GIVEN REQUEST.
How many lines of the records that follow contain the string "below"? Case matters; reply with the number alone.

RECORDS SUPPLIED.
┌──

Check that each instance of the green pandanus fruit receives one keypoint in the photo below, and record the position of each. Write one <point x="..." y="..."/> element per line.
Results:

└──
┌──

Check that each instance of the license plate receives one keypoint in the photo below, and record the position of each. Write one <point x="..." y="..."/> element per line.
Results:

└──
┌──

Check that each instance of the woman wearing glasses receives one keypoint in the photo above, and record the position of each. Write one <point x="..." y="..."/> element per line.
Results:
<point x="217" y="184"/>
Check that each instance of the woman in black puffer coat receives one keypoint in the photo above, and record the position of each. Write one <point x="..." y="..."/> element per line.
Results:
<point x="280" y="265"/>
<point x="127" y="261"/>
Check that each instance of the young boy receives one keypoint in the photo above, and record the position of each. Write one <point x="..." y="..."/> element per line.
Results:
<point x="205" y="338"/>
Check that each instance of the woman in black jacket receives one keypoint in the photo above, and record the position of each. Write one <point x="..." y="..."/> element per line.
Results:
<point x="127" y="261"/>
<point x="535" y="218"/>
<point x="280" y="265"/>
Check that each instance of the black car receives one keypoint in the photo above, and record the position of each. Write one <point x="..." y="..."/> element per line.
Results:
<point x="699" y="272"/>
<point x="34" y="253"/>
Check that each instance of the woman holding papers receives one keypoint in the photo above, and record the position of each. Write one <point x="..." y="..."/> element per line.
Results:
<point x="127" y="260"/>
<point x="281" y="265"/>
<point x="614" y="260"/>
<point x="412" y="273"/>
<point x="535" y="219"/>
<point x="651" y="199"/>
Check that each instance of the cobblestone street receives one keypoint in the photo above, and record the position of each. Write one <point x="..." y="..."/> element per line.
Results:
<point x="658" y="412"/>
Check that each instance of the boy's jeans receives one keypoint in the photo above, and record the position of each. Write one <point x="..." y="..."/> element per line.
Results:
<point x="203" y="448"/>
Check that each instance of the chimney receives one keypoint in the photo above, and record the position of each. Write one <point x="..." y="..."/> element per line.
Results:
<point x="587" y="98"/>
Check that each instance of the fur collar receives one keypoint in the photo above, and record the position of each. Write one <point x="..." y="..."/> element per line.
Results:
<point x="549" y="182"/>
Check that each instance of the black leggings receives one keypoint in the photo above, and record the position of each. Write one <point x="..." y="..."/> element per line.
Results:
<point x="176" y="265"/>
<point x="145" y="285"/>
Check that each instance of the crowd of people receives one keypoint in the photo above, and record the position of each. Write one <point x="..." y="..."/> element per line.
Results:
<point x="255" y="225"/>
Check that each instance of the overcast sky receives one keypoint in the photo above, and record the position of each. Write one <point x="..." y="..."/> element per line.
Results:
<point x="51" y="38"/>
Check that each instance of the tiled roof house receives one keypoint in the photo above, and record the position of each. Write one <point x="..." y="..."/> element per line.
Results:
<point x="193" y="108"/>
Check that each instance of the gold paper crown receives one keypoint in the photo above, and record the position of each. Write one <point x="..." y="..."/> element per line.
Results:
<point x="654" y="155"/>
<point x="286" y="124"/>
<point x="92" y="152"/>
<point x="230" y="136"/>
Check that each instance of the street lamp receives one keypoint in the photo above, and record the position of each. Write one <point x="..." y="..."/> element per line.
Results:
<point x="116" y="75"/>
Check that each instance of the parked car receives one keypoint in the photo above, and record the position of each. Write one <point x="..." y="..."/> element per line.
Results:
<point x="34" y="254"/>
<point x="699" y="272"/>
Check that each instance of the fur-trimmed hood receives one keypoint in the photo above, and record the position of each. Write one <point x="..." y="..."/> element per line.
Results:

└──

OUTPUT FOR THIS TASK.
2